Set down exactly the lines from the one containing "Spot the car" through the last line of the data below, and no others.
[Source information — start]
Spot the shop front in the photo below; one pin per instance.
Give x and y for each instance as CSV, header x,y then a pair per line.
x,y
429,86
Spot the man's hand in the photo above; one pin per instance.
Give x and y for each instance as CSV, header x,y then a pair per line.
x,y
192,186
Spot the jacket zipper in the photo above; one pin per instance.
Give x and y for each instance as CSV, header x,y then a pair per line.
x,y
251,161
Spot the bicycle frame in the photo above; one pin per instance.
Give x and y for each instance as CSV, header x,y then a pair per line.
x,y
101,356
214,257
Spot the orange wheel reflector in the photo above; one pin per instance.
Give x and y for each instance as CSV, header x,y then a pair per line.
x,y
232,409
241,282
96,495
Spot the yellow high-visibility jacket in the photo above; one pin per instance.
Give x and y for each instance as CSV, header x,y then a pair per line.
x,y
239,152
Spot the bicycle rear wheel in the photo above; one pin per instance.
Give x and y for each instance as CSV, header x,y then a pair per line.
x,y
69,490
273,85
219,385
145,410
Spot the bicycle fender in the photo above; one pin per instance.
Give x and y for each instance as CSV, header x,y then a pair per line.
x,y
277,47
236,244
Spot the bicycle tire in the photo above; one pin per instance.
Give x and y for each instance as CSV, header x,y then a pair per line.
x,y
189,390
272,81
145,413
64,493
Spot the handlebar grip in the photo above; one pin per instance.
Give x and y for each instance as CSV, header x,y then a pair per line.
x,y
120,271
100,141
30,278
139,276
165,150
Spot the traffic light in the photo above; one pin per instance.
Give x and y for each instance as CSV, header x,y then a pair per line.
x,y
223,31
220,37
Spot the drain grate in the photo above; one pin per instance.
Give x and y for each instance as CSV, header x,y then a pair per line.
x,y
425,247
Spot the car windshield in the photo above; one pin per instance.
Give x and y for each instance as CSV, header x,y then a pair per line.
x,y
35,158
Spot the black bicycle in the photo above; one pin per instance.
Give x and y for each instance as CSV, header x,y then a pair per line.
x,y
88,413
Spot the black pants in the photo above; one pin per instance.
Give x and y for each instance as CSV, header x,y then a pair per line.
[Source information — finish]
Written answer.
Spot the car windshield in the photo above; one pin per instance.
Give x and y for each instance as CSV, header x,y then a pair per line.
x,y
35,158
Spot the black bicycle in the photo above; one pin per instance.
Give x and y for each instance as CSV, header x,y then a pair per line.
x,y
88,413
Spot the black pants in the photo above; one pin per instance.
Give x and y for each instance as CSV, header x,y then a pair per line.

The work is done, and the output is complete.